● ACTIVITY: Copy the records below exactly, leaving out every picture.

EXERCISE MATERIAL Start Marker

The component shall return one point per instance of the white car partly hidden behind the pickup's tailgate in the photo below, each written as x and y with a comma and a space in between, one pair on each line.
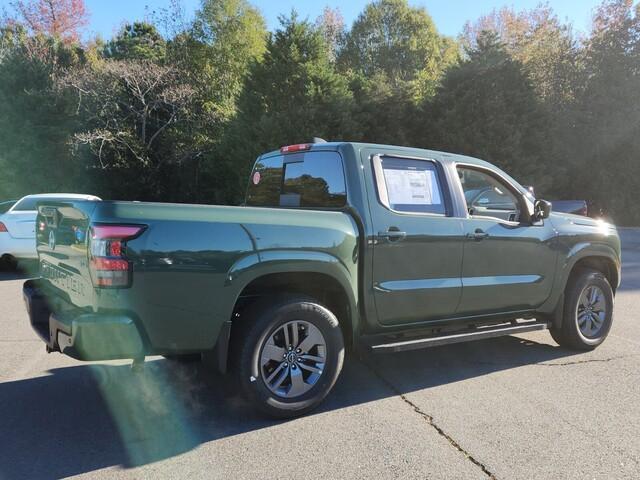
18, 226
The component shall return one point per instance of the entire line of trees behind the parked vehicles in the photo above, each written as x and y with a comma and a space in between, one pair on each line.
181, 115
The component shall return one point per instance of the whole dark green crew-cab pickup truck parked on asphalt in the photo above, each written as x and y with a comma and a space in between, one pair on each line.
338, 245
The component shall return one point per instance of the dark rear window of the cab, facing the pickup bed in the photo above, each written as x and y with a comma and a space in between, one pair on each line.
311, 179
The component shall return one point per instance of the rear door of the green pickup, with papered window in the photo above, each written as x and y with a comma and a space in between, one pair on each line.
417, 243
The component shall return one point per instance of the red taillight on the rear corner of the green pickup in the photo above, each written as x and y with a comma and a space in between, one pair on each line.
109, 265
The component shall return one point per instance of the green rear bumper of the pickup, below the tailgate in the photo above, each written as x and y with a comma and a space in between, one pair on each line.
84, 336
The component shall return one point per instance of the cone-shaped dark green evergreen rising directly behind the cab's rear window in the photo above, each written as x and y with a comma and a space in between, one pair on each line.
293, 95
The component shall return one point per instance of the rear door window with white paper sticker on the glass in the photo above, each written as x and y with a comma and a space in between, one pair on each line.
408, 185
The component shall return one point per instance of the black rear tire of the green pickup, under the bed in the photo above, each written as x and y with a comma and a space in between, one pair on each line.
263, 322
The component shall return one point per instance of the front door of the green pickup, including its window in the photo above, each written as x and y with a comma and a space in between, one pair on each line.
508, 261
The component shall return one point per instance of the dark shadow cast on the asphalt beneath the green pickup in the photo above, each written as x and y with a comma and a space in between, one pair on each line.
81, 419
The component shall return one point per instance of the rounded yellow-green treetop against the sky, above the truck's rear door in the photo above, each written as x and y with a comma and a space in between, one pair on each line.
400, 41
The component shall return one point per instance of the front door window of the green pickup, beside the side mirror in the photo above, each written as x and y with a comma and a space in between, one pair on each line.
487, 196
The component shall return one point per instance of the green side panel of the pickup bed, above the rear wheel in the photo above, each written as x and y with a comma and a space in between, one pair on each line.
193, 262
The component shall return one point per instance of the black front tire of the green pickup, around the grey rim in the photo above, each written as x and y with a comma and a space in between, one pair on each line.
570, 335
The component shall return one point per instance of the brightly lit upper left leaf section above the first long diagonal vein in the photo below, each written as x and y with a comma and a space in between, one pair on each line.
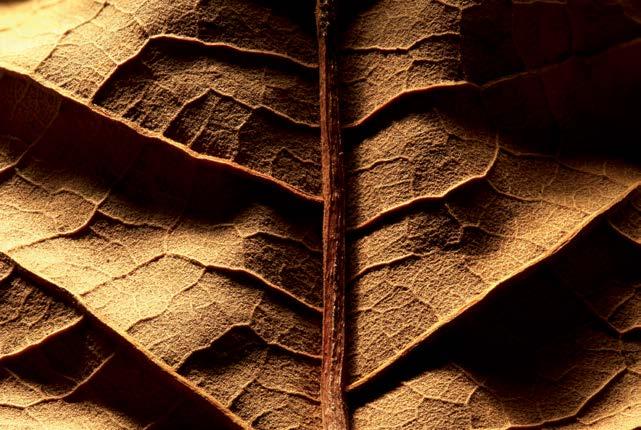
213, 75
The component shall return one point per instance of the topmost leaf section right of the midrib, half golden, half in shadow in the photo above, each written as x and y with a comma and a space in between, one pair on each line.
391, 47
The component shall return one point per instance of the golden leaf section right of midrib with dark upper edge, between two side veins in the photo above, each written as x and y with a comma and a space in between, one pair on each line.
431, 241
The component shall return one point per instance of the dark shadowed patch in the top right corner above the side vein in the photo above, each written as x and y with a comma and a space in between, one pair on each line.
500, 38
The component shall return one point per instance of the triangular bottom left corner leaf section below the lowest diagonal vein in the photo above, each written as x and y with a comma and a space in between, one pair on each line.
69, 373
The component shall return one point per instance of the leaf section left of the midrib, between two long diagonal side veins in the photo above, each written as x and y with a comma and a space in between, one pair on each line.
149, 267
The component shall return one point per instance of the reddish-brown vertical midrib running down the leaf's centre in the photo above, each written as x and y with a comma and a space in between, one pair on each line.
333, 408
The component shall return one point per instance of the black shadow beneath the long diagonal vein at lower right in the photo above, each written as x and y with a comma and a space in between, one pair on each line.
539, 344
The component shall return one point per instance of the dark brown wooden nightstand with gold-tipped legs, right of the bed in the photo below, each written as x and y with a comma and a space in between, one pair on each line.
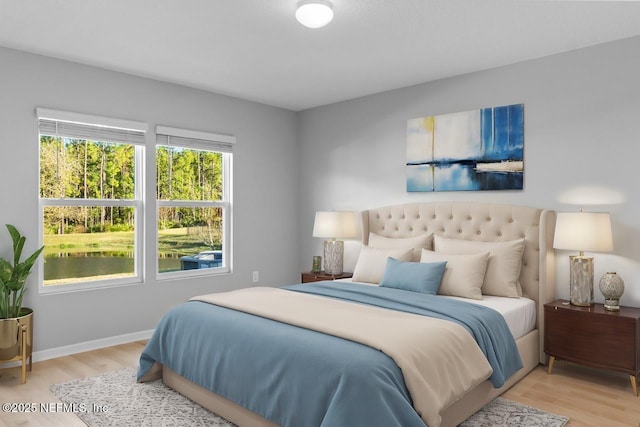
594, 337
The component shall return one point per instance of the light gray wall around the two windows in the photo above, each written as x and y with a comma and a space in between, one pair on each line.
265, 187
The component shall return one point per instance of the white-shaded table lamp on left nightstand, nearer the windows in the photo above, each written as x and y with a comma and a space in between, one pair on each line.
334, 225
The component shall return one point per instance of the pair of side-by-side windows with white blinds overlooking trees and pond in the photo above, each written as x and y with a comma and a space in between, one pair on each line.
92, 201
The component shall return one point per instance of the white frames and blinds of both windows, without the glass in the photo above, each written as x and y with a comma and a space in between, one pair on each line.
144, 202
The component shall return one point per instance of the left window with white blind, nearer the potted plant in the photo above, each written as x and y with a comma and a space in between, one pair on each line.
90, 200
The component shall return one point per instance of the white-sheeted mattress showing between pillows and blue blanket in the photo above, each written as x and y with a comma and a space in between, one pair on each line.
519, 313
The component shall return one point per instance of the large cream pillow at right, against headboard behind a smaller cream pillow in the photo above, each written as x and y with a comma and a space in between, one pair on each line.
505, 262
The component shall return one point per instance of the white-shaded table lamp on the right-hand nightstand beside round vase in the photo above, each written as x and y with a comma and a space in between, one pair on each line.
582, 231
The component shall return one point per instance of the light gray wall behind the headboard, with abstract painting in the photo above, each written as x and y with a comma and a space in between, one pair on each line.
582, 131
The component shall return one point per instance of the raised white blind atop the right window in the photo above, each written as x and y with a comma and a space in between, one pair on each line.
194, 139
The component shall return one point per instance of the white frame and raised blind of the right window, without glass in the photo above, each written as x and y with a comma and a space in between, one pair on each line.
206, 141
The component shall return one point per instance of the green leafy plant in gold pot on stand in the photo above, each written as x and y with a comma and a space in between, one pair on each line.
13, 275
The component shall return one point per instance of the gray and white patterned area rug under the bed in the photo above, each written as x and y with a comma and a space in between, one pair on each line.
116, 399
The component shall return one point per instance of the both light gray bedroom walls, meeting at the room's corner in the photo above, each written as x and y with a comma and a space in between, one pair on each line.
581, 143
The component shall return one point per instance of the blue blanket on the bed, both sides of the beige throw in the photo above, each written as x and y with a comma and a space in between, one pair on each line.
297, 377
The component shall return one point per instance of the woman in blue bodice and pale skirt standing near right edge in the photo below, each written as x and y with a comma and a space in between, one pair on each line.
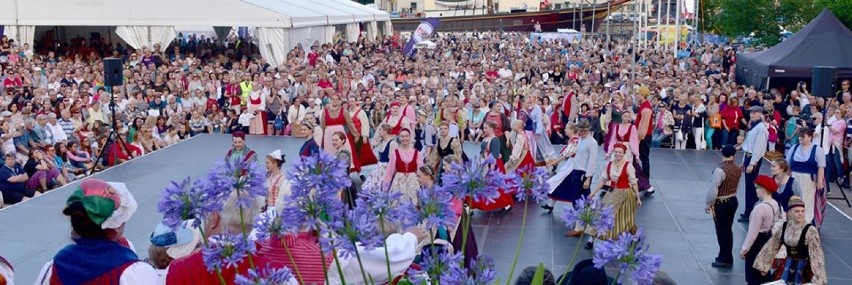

EXERCISE MATERIAL End Marker

● SOLUTION FOR THIS TASK:
The component shall return one point per instance of the white car partly hidden behind the pickup's tailgate in the photo below, each written as x and y with a comma and a space in between, one pair on each line.
18, 226
The component shall return one point per instance of the entire line of trees behind the parked vehicles in the photo above, each written as x and y with a comma and a space in between, one pair on each line.
181, 115
The component shall return one point per instance of the whole dark green crew-cab pickup truck parked on asphalt in the photo above, each written as x and y with a comma and a space in between, one pair on each line.
338, 245
The component shall return one point per instance of the dark rear window of the cab, facing the pickup bed in the photo above, each written as x and y with a comma and a space in between, one pair on each line.
311, 179
The component shall return one point per instance of the rear door of the green pickup, with papered window in the photo above, each written as x and y with a comma and a space in between, one pair on each line.
417, 243
The component shall return one point per instance of the red taillight on the rear corner of the green pickup in the photo above, each written as x and y with a comma and a space in between, one pair on each line.
109, 265
The component shall return one point per instance of the green rear bumper of the pickup, below the tailgate in the photo above, each written as x and y with a comma and a space in between, one pair on each line.
84, 336
The component shall return one point per instance of the cone-shaped dark green evergreen rising directly behind the cab's rear window in the photo above, each written as x and y with a comma and a space in between, one pair on each line.
293, 95
The component shall return one point per instance of the rear door window with white paper sticker on the glass in the photo above, each written as x and y with a comma and a space in between, one pair on each line.
408, 185
The component shall return one point per instance of the black rear tire of the green pickup, under the bed in the photo above, each written as x and y with a comma and a space in between, one pair on each line.
263, 322
The component shall return one point per instance of the front door of the green pickup, including its window in the photo above, each written as x and y with a comma and a space in between, one pair on each line.
508, 261
The component shall return one point per instance of the dark shadow cast on the asphalt beneath the green pickup in the photo above, each written as x and y with a comma and a space in between, one pair on each line.
81, 419
The component shall return one point per instance of the rounded yellow-green treetop against the sky, above the truck's rear door in the photo above, each written as x and y with a comma and a space in between, one pair on each line.
400, 41
The component shall return one point per instance of the front door window of the green pickup, beside the side mirror in the photo above, each written as x and y with a comma and a space in between, one pair on each line.
487, 196
The component shall return one point per instance of the green side panel of the pickup bed, above the rear wheel in the photo above, each written as x and y with a comma and a space in between, one pair on each line.
193, 262
The component shall return one point per instance of the black front tire of the green pickup, around the grey rim in the photo above, each written as x and y with a comma and a space in between, one pair on each line.
570, 335
The component shall return one point per instance of the brightly lit upper left leaf section above the first long diagonal vein in the photo below, each written as x and y with a comma and a space in between, one pair on each line.
213, 75
The component shall return one point per instance of the topmost leaf section right of the midrib, half golden, half in shadow in the photo above, each written as x and y with a comma and a space in between, one pair on each line.
391, 47
The component shall return one point per instance of the golden leaf section right of midrib with dark upper edge, between two side veins in the photo above, each written as x and y with a comma and a space in between, one pair on each line.
431, 241
The component shall return one point per instance of the dark shadowed patch in the top right corner above the side vein in the photo above, each written as x and y with a comma and a space in between, one pair on each line.
500, 38
The component shall return one point per instance of the triangular bottom left corner leaf section below the lowest diagonal vein in the photo above, each written as x and y with a comma and a space in between, one pair on each line.
69, 373
The component shall return one point per instance of the leaf section left of the midrib, between two long diagonal side veins in the photo above, each written as x and y with a comma and a space in between, one pair on each line.
149, 267
The component shall return one point per instance of the reddish-brown vertical midrib running down the leaf's centre in the photo above, each written as x and y with a comma and a space in between, one pair on each line.
333, 408
The component shall return one point per instance of the black shadow beneath the long diagonal vein at lower right in the photo above, each written as x and y with a comma and a space in between, one pair on each line.
539, 344
The component shall return one point per instance of the dark brown wooden nightstand with gold-tipped legs, right of the bed in the photo below, each written as x and y with a comma and a space in between, one pair on each line.
594, 337
The component shall return one point per instance of the light gray wall around the two windows in the photo above, each written as x and y with a comma and a space in between, one pair on each line.
265, 187
The component shall return one point per instance of the white-shaded table lamp on left nightstand, nearer the windows in the photo above, each written as x and y with a comma and a space in between, one pair on each line.
334, 225
The component shall return one point per instance of the pair of side-by-side windows with white blinds overlooking trees and pond in the photo above, each written as x and y with a comma and a space in between, one pair on each line.
92, 201
The component shall return one point per instance of the white frames and blinds of both windows, without the glass in the photo above, each written as x and y with a comma and a space in between, one pair on each line.
144, 202
The component shall return one point per instance of the left window with white blind, nearer the potted plant in the photo above, each written as x and y with a comma and a space in between, one pair on each line.
90, 200
The component shall return one point per instance of the white-sheeted mattress showing between pillows and blue blanket in the photo above, each written as x and y with a comma and a space in between, one pair on each line.
519, 313
The component shall return one point per instance of the large cream pillow at right, against headboard behind a smaller cream pillow in the photo above, each written as x and y with a comma and a space in between, one pair on each line.
505, 262
The component shall return one point per instance of the white-shaded table lamp on the right-hand nightstand beside round vase in the photo above, each written as x and y with a comma and a space in between, one pair on each line.
582, 231
The component shall return one point per instance of the light gray wall behind the headboard, with abstract painting in the photo above, each written as x and y with a comma and a space in between, one pair on each line.
582, 131
The component shall return one point per instance of the raised white blind atop the right window in the photo above, each written as x and y with a comma and a space in between, one pair on each line.
194, 139
The component shall return one point per instance of the white frame and raised blind of the right window, without glass in the photo above, each written as x and y with a comma and a space in between, one pair on each line.
206, 141
The component shall return one point per instance of the green leafy plant in gold pot on stand in the photo above, each written as x and y with a comma and a space in between, one pair on each line.
13, 275
The component shall return one point per instance of the gray and white patterned area rug under the bed in the photo above, each written as x and y with a comma and a space in between, one pair on each line.
116, 399
The component shall return one point per instance of the both light gray bedroom walls, meeting at the room's corner in the photo above, each written as x and y with a comma and a space in between, one pair on each line.
581, 143
The component shall return one point per instance of the blue blanket on the bed, both sides of the beige throw in the photo above, each written as x and y with a comma and a space in between, one pair on each line.
297, 377
The component shall return one point per instance of the woman in blue bodice and pale skirt standing near right edge in the photo below, each written as x and y with a comma and a space in between, one pair on each line.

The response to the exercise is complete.